The structure and dynamics of water adsorbed at metal surfaces is of central importance not only from a fundamental but also from an applied point of view in corrosion processes, electrochemistry and catalysis, in which the formation and/or dissociation of water on metallic surfaces occur. Even though water/metal systems have been extensively investigated, particularly on flat surfaces, little is known about the chemistry of water on stepped surfaces, which commonly take place in realistic situations.
By means of first-principles simulations, we investigate the adsorption and dissociation of water clusters and one-dimensional chains of water on flat (111) and stepped (211) and (221) surfaces of several transition metals: Rh, Ir, Pd and Pt. Water binds preferentially to the edge of the steps than to terrace sites, forming isolated clusters or chains. The linear clusters formed at the step are stabilized by the cooperative effect of chemical bonds with the metal and hydrogen bonding. The adsorption of water on (221) surfaces is the most favorable, while on (111) it is the least favorable. The enhanced reactivity of metal atoms at the step edge and the cooperative effect of hydrogen bonding enhance the chances of partial dissociation of water clusters on stepped surfaces. Partial dissociation occurs only when the coverage is sufficient to produce trimers or larger clusters, and is promoted by the combination of O−Pt interaction and hydrogen-bonding. The proton transfer mechanism in trimer or 1D chains is determined as well. Dissociation is facilitated most on (211), whereas the least is on (111) surfaces. The identification of trends in the energetics of water dissociation at transition metals is expected to aid the design of better materials for catalysis and fuel cells, in which the density of steps at surfaces would be a relevant additional parameter.
We further explore the dynamics of water film on flat Pt(111) by means of first-principles molecular dynamics simulations. We discuss the structure of water adlayer, the protonation state of water interface and how proton hopping occurs in water/Pt system, and typical time scales of water dynamics.

**Point localization data:**

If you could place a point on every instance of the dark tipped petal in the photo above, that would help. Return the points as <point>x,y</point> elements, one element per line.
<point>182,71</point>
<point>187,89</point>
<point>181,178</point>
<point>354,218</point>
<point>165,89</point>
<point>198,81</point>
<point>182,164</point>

**REQUIREMENT 1:**
Name the transition metals whose surfaces are simulated in the water adsorption text.
**REQUIREMENT 2:**
According to the water adsorption text, why are water clusters more likely to partially dissociate on stepped surfaces? Answer in one to three sentences.

**FINAL ANSWER 1:**
Rh, Ir, Pd and Pt.

**FINAL ANSWER 2:**
The metal atoms at the step edge are more reactive, and hydrogen bonding has a cooperative effect. Together these raise the chances of partial dissociation of water clusters on stepped surfaces.